● **Supplied material**
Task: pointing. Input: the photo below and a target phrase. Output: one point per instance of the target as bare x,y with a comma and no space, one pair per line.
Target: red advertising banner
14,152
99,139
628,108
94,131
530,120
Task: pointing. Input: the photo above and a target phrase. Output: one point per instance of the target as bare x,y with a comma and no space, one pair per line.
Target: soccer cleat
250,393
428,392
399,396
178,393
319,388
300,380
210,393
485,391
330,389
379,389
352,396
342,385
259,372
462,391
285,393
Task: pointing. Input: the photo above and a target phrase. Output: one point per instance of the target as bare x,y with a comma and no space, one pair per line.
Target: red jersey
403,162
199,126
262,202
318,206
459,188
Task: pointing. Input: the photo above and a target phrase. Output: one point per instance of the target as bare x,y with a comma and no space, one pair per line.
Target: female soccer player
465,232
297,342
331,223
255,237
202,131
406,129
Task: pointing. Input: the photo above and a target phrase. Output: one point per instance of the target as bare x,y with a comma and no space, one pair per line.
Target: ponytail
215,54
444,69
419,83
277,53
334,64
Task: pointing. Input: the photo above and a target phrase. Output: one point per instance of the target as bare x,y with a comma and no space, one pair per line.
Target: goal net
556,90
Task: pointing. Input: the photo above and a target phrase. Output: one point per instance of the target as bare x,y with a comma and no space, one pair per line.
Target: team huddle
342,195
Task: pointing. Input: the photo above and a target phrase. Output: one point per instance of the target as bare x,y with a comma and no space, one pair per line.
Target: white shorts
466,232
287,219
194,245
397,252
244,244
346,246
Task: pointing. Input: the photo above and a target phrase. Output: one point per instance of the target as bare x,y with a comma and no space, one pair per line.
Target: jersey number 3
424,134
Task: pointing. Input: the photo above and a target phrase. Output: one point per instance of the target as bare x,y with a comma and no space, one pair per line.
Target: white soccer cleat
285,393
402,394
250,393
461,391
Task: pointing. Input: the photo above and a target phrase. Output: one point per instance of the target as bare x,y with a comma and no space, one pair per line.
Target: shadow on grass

● **Problem description**
Would you copy out each record precisely as it stands?

● **Solution**
Task: pointing. Input: the photo below and a target phrase. Output: one point per instance of the target as bare x,y with a comma and no space, one pair per line.
Target: red advertising banner
14,152
99,139
628,108
94,131
530,120
Task: pointing. Input: the photo above and a target phrase. Output: one point per instance of the target as bare x,y with a comma and no space, one pair per line.
Target: soccer cleat
250,393
428,392
399,396
178,393
319,388
300,380
210,393
485,391
330,389
379,389
352,396
342,385
259,372
462,391
285,393
Task: pointing. Input: the photo above and a target phrase. Output: one point per instance of the target as bare x,y with a comma and no space, one pair per line.
Target: red jersey
403,162
199,126
262,202
318,206
459,188
Task: pointing. Input: the photo above and a target phrase. Output: one point per instance of the target as bare x,y with a comma and no space, one pair per line.
Target: female soccer player
465,232
297,342
331,223
255,237
202,131
406,129
Task: pointing. Input: the photo above and a target phrase. Output: one point per instance of the target as bare x,y with a comma and no space, one pair per line.
Target: ponytail
215,54
444,69
419,83
277,53
334,64
Task: pointing. Input: the photo above and a target phrase. Output: one point per instance of the target as bare x,y with a comma and no space, one pair per line.
Target: goal net
556,90
Task: pointing. Input: the photo above and a target phrase. Output: one point per instance of the target as bare x,y with a comma and no space, one pair per line.
Target: team huddle
342,195
Task: pointing. Input: the photo above and a target phrase. Output: one point per instance of the target as bare x,y with a comma and no space, one pair per line.
Target: white shorts
466,232
287,219
194,245
397,252
244,244
346,246
Task: pointing. Input: the photo above and a target phrase. Output: one point per instance of the target as bare x,y with a comma and no space, one pair per line.
Target: jersey number 3
424,134
Task: pointing. Input: the photo above and a target phrase. Output: one point per instance of the target as bare x,y with a comma and no space, one pair per line.
Target: white soccer cleat
285,393
402,394
250,393
461,391
Task: pointing. Input: the photo above and a target phrase. Output: one point per instance of the target as bare x,y with a comma and no space, one pair per line.
Target: shadow on grass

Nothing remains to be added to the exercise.